### TASK INSTRUCTIONS
(1) Please rewrite the part of the exhibition review starting with "The most pointed" and going on through "her final illness.", substituting "audio piece" for "spoken-word piece".
(2) According to the exhibition review, what was considered essential to the preservation of the soul?
(3) Continue the exhibition review from its last sentence, ignoring the entries that follow it.

### SOURCE PASSAGE
--------------------------------------------------
While this destruction was acknowledged in the exhibition, there was no explanation or analysis offered beyond the bare fact of it. What does it mean, to purchase a set of human remains? Why then destroy it? Why then, so many decades after the mummy’s acquisition by the museum? How do we today reckon with the fact that Jonckheere’s actions would have been seen by an Ancient Egyptian—and undoubtedly by Butehamun himself—as the moral equivalent of a murder, as extinguishing Butehamun’s ability to exist in the afterlife? The preservation of the body was considered essential to the preservation of the soul. Even if you don’t share the worldview of the Ancient Egyptians, there is clearly something to be grappled with here.
That these questions remain unvoiced and unanswered sit uneasily alongside the exhibition’s goal of interrogating the history of Egyptology as a field.
The most pointed questioning in the exhibition of Western archaeological collections of artefacts of non-Western origin, and of Western attitudes towards Egypt and its history, comes from a series of artworks by the Egyptian artist Sara Sallam. Interspersed with the rest of the exhibition, Sallam’s work both seek to criticise the colonialist and racist narratives which informed much archaeology in the 19th and 20th centuries, and to reclaim emotional links between ancient Egyptians and their modern descendants. Sallam’s love and affection for her grandmother came through so strongly in many of these pieces, such as in her photo collages like “The Fourth Pyramid Belongs To Her” (below) which transpose photographs of her grandmother onto other photos of archaeological sites and objects, or in a spoken-word piece reflecting on her final illness.
--------------------------------------------------
### LISTED RECORDS
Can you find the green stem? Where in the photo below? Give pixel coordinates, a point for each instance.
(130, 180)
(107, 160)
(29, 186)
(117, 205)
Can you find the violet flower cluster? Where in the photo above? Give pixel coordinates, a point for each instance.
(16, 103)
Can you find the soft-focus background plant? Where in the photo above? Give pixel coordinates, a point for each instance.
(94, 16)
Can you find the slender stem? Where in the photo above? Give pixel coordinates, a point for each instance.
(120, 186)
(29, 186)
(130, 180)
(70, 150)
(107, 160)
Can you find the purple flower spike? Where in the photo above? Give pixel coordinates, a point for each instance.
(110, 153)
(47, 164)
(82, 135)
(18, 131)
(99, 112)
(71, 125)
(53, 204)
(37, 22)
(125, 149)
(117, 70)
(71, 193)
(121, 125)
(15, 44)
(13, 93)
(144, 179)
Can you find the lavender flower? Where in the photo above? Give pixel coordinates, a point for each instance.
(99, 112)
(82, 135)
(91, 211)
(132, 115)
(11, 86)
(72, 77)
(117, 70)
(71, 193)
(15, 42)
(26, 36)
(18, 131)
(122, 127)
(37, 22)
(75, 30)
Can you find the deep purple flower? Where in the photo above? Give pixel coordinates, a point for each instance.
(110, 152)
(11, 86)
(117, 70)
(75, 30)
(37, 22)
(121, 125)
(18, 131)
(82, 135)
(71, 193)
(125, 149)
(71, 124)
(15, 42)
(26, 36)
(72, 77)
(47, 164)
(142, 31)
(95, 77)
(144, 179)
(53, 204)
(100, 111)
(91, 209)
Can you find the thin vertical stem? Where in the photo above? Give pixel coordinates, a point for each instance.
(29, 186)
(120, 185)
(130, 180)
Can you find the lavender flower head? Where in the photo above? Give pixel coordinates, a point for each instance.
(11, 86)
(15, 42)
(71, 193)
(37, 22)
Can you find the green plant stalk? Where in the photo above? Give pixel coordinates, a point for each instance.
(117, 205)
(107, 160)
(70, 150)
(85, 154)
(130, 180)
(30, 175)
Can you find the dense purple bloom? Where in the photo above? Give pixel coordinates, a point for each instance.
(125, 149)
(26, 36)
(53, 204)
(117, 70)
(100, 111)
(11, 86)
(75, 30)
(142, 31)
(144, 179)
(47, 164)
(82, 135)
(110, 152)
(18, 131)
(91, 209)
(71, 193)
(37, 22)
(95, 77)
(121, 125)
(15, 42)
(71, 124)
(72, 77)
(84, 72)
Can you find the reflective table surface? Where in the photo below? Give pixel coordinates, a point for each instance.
--------------------------------------------------
### WRITTEN ANSWERS
(1)
The most pointed questioning in the exhibition of Western archaeological collections of artefacts of non-Western origin, and of Western attitudes towards Egypt and its history, comes from a series of artworks by the Egyptian artist Sara Sallam. Interspersed with the rest of the exhibition, Sallam’s work both seek to criticise the colonialist and racist narratives which informed much archaeology in the 19th and 20th centuries, and to reclaim emotional links between ancient Egyptians and their modern descendants. Sallam’s love and affection for her grandmother came through so strongly in many of these pieces, such as in her photo collages like “The Fourth Pyramid Belongs To Her” (below) which transpose photographs of her grandmother onto other photos of archaeological sites and objects, or in a audio piece reflecting on her final illness.

(2) The preservation of the body.

(3)
As I think most (all?) of Sallam’s pieces weren’t custom-made for this exhibition, they don’t engage specifically with the rest of it, which made it perhaps not as sharp as it could have been—how did Sallam’s contributions shape the rest of “Expéditions d’Egypte”, if at all? Nor was it always clear to me the particular audience Sallam had in mind when making her pieces: those who are visiting the museum, or those who are responsible for curating and displaying its collections. Regardless, her point about the ethical imperative to recognise the humanity of Ancient Egyptians is well-made, and one for everyone to heed.
“Expéditions d’Égypte” runs through to October 1 at the Royal Museums of Art and History, Brussels.